[DOCUMENT EXCERPT]

***

76 / A Recommended Book
A
short while ago I was sent a copy of a remarkable book, Love, Medicine and Miracles, Lessons learned about self – healing from
a surgeon’s experience with exceptional patients. The surgeon, Bernie Siegel, M.D., practices surgery in New
Haven and teaches at Yale University.
He’s been in practice for over thirty years. I spell out these solid credentials because among the many
shrewd insights into the lives and treatment of cancer sufferers the book makes incredible claims.
In its Introduction the book is emphatic, “Everyone can be an exceptional patient, and
the best time to start is before getting sick. Many people don’t make full use of their life force until
near fatal illness goads them into a ‘change of mind’. But it doesn’t have to
be a last minute awakening. The
mind’s power is available to us all the time, and it has more room to maneuver
before disaster threatens. This
process doesn’t require allegiance to any particular religious belief or
psychological system.”
Dr.Siegel explains that the book is “not merely advice about what to do; that is
plentiful. Rather it is a guide to the part of yourself that can choose your
own best advice and then muster the will to follow it. I hope to reach beyond your rational
mind, for miracles don’t come from cold intellect. They come from finding your authentic self and following
what you feel is your own true course in life.”

***

[TASKS]
(a) According to the book recommendation, how long has Bernie Siegel been in practice?
(b) Render this sentence from the book recommendation in Spanish: "This process doesn’t require allegiance to any particular religious belief or psychological system."
(c) Write out the passage of the book recommendation from "76 / A Recommended" up to and including "makes incredible claims.".

***

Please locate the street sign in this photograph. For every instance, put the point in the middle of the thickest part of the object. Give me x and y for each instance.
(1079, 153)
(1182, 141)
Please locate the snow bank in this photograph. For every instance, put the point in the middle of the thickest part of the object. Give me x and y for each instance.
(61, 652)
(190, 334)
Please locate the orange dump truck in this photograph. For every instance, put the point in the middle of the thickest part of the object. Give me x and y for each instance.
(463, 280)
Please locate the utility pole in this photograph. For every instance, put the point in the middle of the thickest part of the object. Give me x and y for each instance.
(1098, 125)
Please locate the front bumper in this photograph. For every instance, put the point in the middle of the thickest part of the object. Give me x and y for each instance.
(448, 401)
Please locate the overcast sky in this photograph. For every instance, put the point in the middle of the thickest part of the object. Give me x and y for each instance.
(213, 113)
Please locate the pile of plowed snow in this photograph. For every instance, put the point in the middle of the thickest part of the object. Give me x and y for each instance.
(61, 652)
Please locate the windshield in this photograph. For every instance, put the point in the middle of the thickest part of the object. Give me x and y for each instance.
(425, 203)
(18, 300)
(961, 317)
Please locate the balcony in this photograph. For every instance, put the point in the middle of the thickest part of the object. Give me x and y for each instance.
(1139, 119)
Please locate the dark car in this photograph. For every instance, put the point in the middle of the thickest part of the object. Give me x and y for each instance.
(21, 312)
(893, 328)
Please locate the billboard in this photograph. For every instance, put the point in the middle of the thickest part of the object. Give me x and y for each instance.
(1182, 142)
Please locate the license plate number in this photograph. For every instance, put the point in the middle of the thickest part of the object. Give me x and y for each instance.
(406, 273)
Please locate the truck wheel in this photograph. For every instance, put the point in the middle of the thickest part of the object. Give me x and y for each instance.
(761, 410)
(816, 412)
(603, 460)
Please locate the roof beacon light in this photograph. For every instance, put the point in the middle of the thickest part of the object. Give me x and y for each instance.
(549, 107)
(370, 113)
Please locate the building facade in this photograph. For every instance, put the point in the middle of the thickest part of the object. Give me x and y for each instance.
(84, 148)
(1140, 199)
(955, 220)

***

[OUTPUTS FOR THE TASKS]
(a) Over thirty years.

(b) Este proceso no requiere lealtad a ninguna creencia religiosa ni sistema psicológico en particular.

(c)
76 / A Recommended Book
A
short while ago I was sent a copy of a remarkable book, Love, Medicine and Miracles, Lessons learned about self – healing from
a surgeon’s experience with exceptional patients. The surgeon, Bernie Siegel, M.D., practices surgery in New
Haven and teaches at Yale University.
He’s been in practice for over thirty years. I spell out these solid credentials because among the many
shrewd insights into the lives and treatment of cancer sufferers the book makes incredible claims.